§ **AIM OF THE TASK**
Report each line in the rows below that contains the string "artwork", copying every such line in full.

§ **MATERIAL**
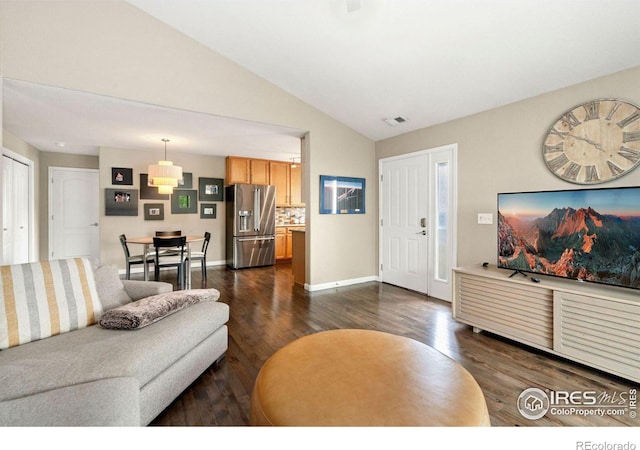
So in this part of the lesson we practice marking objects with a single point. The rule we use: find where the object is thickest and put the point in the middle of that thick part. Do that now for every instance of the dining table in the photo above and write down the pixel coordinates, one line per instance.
(147, 242)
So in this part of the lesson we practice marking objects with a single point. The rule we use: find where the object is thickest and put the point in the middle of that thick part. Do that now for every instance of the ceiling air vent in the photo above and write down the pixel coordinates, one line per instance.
(395, 121)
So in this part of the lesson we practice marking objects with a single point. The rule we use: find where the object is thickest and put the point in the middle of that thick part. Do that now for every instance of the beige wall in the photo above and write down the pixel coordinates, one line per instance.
(112, 48)
(500, 151)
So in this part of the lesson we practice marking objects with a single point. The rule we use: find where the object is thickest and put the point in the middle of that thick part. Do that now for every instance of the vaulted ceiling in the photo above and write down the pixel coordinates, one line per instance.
(362, 62)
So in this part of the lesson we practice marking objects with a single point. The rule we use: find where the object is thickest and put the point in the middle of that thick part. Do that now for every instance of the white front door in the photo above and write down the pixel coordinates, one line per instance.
(16, 211)
(74, 213)
(418, 221)
(404, 222)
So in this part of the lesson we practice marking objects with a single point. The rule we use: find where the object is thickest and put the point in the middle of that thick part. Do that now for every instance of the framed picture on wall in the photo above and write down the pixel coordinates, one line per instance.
(342, 195)
(208, 210)
(121, 202)
(154, 211)
(121, 175)
(184, 201)
(210, 189)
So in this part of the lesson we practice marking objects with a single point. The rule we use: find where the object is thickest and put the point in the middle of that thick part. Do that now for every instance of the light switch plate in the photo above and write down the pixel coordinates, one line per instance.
(485, 218)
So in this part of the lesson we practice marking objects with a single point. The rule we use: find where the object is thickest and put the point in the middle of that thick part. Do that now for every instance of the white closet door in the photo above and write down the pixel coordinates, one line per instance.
(15, 211)
(74, 214)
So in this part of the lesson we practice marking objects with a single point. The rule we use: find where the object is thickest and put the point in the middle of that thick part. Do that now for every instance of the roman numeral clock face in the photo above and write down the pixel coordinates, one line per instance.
(595, 142)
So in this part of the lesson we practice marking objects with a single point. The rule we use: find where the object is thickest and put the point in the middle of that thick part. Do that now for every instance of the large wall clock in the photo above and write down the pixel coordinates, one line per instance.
(594, 142)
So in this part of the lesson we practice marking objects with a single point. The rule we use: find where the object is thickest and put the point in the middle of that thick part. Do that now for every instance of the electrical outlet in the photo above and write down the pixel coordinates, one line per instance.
(485, 218)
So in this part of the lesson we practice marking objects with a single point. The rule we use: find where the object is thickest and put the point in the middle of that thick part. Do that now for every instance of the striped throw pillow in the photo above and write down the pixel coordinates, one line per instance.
(46, 298)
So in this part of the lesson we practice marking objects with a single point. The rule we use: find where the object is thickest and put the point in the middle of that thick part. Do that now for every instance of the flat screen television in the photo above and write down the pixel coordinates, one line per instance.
(586, 234)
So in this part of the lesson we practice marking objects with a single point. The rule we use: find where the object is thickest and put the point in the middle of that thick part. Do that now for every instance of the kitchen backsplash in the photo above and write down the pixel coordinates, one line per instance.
(289, 215)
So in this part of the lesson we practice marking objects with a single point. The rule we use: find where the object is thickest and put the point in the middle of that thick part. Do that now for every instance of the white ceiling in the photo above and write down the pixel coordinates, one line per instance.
(47, 117)
(429, 61)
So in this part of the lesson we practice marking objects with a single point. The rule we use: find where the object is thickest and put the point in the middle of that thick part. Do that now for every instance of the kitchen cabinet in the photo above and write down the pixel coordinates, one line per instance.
(286, 178)
(281, 243)
(280, 177)
(247, 170)
(284, 242)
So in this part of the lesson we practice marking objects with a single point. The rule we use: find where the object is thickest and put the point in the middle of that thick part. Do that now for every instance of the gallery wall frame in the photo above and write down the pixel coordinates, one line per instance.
(210, 189)
(184, 201)
(342, 195)
(121, 176)
(149, 192)
(153, 211)
(121, 202)
(208, 210)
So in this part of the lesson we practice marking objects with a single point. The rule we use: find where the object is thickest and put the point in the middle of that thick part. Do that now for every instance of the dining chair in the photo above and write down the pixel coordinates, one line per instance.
(168, 233)
(172, 259)
(175, 233)
(201, 255)
(130, 259)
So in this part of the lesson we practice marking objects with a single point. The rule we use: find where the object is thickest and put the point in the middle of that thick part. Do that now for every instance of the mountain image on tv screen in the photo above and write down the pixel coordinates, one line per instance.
(589, 234)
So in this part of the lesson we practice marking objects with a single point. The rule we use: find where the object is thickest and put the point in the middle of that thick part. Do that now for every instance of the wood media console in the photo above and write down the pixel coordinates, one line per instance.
(593, 324)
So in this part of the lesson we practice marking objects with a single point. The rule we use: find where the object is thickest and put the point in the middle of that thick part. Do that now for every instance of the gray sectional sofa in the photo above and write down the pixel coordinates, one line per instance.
(93, 376)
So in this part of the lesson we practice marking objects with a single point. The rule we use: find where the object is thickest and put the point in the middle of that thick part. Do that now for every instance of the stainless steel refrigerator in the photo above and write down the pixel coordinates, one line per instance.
(251, 225)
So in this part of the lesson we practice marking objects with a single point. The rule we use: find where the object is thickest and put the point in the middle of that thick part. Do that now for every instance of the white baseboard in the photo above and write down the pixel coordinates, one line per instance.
(336, 284)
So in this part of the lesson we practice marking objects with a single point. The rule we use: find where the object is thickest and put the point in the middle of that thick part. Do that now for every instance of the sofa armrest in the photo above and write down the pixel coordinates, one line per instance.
(141, 289)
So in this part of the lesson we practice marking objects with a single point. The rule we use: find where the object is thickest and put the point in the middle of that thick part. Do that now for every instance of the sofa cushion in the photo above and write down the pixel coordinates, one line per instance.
(110, 287)
(46, 298)
(94, 353)
(146, 311)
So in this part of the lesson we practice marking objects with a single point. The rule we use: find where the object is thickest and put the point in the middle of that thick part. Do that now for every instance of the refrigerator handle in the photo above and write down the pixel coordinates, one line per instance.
(256, 209)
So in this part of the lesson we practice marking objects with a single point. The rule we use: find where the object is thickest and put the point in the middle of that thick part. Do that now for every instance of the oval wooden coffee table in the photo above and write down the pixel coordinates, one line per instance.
(364, 378)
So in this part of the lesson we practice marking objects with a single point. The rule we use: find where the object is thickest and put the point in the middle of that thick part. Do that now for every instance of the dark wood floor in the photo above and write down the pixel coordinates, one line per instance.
(267, 311)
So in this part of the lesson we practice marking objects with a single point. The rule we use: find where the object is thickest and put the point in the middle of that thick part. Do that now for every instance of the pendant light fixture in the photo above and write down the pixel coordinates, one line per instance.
(164, 175)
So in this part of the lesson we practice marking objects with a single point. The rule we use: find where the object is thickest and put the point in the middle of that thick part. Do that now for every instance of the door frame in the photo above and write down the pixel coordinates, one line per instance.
(52, 169)
(452, 149)
(32, 200)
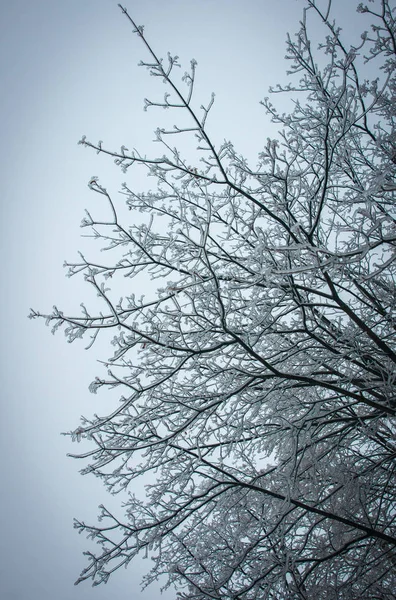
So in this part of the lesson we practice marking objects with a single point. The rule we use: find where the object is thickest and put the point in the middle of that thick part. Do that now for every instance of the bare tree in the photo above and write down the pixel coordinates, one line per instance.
(259, 381)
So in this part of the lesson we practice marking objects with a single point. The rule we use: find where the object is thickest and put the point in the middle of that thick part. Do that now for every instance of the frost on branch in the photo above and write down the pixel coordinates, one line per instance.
(259, 381)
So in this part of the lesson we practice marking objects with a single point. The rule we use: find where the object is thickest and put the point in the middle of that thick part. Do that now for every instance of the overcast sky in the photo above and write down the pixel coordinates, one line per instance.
(68, 69)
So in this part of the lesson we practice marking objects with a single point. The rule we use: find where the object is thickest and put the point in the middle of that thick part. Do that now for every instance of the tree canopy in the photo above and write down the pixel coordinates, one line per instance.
(258, 382)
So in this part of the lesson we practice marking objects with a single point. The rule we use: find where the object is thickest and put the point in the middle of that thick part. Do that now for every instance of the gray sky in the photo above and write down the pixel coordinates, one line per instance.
(68, 69)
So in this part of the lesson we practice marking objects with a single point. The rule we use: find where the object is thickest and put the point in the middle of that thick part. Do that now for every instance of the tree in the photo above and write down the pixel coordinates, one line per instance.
(259, 381)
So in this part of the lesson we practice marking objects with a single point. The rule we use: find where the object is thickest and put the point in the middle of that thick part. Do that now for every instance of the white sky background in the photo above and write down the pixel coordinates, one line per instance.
(68, 69)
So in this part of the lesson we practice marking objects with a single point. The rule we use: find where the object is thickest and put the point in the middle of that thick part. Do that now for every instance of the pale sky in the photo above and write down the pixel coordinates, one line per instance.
(68, 69)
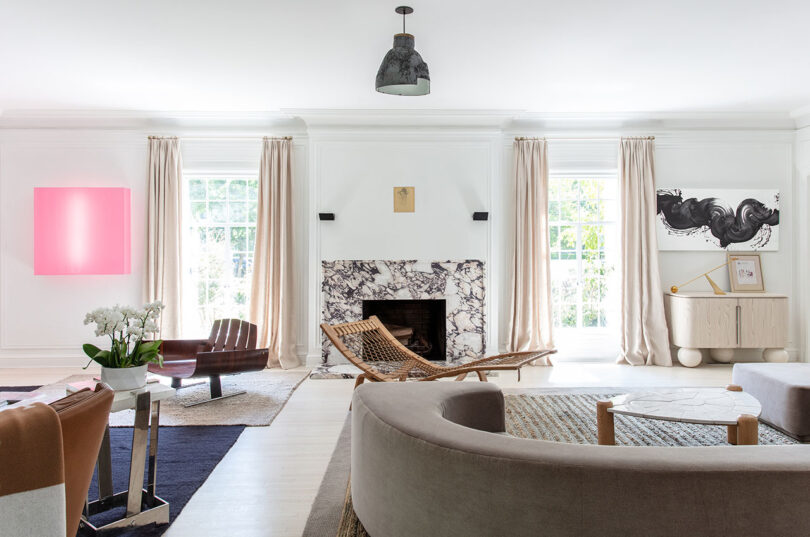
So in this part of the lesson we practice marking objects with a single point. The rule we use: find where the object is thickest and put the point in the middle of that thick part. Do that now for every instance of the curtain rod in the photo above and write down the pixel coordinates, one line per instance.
(612, 138)
(252, 138)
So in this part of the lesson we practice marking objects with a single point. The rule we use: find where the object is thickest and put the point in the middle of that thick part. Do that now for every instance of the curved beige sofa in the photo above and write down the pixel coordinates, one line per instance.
(426, 461)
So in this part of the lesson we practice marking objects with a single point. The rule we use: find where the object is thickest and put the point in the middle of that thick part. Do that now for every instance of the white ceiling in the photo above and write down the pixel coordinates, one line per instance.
(542, 56)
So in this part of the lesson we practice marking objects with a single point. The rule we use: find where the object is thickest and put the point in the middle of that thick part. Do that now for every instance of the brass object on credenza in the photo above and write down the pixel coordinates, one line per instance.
(715, 287)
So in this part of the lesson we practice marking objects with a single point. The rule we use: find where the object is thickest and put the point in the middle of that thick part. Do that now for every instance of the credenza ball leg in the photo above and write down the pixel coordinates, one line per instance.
(722, 355)
(689, 357)
(775, 355)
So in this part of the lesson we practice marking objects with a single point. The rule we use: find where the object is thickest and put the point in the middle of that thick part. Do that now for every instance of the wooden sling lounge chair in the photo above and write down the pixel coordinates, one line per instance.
(382, 358)
(230, 349)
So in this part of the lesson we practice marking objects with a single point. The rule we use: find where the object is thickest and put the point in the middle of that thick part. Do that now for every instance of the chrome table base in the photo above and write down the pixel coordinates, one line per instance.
(142, 505)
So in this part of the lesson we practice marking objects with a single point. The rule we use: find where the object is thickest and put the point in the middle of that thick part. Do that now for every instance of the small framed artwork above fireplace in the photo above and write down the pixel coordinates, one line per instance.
(404, 199)
(420, 325)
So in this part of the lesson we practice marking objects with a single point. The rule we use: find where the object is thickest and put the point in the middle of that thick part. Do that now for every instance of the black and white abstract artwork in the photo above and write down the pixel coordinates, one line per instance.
(717, 219)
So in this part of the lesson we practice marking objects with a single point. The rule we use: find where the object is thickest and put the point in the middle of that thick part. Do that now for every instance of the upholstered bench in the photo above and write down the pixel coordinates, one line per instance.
(784, 392)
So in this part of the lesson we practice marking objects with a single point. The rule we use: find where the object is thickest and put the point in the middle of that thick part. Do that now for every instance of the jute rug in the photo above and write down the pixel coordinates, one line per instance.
(267, 393)
(559, 417)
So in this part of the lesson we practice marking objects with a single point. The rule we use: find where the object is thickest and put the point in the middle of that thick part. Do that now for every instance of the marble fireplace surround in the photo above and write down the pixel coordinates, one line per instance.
(346, 283)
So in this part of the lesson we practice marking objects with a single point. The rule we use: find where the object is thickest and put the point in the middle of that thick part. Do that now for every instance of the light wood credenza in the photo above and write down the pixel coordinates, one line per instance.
(721, 323)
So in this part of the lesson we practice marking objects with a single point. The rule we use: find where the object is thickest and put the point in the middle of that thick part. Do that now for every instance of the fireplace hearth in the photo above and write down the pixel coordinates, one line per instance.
(420, 325)
(459, 285)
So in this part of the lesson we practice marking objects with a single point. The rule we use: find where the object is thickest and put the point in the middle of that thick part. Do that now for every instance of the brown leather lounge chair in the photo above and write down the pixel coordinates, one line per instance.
(47, 457)
(230, 349)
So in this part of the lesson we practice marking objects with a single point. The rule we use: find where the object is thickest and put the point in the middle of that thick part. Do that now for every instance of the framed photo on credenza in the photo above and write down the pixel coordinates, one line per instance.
(745, 273)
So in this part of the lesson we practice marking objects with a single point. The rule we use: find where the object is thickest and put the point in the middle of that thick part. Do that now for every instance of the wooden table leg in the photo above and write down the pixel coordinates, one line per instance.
(747, 430)
(732, 435)
(137, 460)
(606, 433)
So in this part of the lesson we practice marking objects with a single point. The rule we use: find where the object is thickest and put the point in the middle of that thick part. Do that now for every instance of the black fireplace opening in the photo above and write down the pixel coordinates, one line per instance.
(420, 325)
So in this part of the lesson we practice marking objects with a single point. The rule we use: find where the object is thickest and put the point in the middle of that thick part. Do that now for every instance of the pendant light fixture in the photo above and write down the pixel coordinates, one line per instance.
(403, 72)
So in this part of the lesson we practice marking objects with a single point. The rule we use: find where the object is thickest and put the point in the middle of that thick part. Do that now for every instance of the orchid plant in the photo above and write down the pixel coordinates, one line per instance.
(126, 327)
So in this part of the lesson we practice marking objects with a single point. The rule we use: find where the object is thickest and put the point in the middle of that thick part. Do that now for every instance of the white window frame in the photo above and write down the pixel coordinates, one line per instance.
(596, 341)
(190, 290)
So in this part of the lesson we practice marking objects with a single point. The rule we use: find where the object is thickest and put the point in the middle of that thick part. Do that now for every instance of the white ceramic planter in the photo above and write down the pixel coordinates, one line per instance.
(126, 378)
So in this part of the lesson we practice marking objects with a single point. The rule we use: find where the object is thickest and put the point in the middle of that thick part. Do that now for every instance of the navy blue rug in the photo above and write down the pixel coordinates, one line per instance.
(19, 388)
(186, 457)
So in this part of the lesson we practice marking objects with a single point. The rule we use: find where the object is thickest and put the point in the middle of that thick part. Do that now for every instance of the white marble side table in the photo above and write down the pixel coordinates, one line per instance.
(728, 406)
(143, 506)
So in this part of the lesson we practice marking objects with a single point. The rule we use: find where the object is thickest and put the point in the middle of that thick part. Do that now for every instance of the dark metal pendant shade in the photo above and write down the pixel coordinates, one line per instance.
(403, 72)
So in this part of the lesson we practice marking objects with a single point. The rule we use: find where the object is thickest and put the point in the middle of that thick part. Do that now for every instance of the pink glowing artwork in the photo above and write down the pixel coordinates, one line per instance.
(81, 231)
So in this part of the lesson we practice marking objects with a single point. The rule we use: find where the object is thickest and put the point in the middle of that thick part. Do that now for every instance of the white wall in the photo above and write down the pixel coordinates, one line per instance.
(352, 172)
(41, 316)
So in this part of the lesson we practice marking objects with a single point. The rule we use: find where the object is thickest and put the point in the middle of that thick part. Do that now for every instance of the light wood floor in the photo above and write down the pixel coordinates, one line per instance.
(266, 484)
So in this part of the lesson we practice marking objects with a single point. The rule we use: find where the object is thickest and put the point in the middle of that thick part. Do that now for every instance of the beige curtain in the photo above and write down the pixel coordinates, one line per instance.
(164, 232)
(530, 313)
(645, 340)
(271, 296)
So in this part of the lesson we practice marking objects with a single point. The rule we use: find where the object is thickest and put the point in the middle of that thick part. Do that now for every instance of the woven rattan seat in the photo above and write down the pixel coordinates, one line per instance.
(382, 358)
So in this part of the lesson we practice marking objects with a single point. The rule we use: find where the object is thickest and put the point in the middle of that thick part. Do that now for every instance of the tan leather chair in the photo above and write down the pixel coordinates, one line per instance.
(32, 472)
(84, 416)
(47, 457)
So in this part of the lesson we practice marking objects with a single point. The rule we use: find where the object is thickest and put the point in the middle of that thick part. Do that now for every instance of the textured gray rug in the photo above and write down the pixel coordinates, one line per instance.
(571, 418)
(559, 415)
(267, 393)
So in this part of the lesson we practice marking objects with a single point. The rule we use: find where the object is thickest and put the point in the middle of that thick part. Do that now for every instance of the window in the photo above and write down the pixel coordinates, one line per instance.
(220, 217)
(582, 221)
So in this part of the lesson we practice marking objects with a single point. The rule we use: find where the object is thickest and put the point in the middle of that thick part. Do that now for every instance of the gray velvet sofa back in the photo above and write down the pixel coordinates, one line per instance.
(425, 462)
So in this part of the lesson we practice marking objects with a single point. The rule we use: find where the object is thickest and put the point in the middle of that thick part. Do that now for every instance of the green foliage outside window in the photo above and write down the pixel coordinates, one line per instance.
(582, 216)
(222, 227)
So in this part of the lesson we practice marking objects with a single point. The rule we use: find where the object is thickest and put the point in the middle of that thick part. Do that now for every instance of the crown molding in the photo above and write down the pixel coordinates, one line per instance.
(339, 119)
(300, 121)
(158, 122)
(653, 121)
(801, 116)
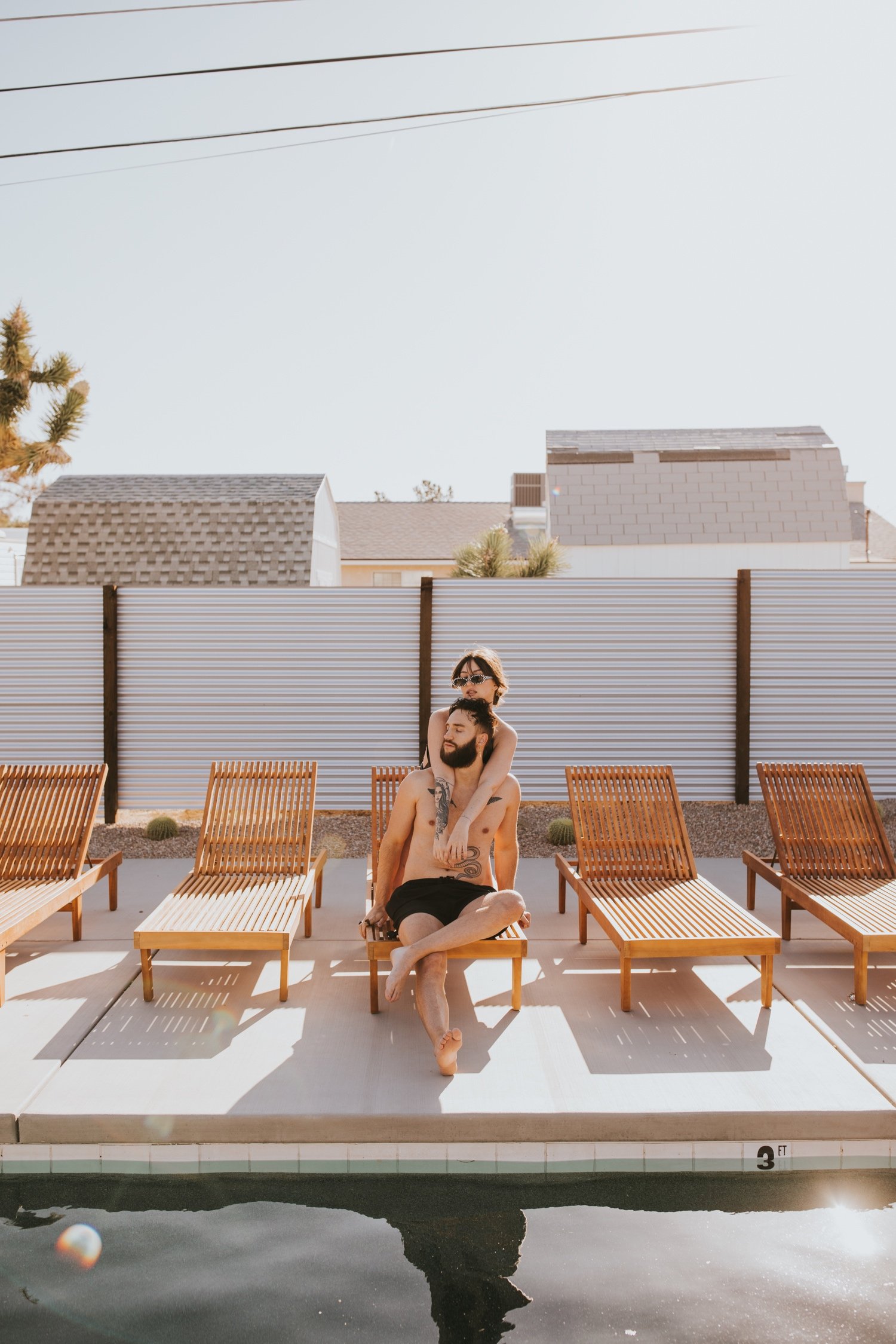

§ **EXPECTED OUTPUT**
So in this part of the lesson we practice marking objects with a single point. The rule we use: find where the object is thickest and put the point in the middle of that thick part. Do that now for every instance of the small framed artwork above fireplace in the photo above and write down the pixel coordinates, one line per instance.
So in this part of the lesson we practice marking objects with a single point. The rule we use: find where the object is thickest and put the point in the middle of that thick part. Do that now for every instance of the black and white abstract artwork in the photo above and write down the pixel coordinates, one line per instance.
So in this part of the lesson we practice marking objects with a single point. The rule we use: find where the object is thickest and put the point in the middle of that thick part. Do that now for every instance of the pink glowing artwork in the photo above and write down the pixel coordinates, one line per instance.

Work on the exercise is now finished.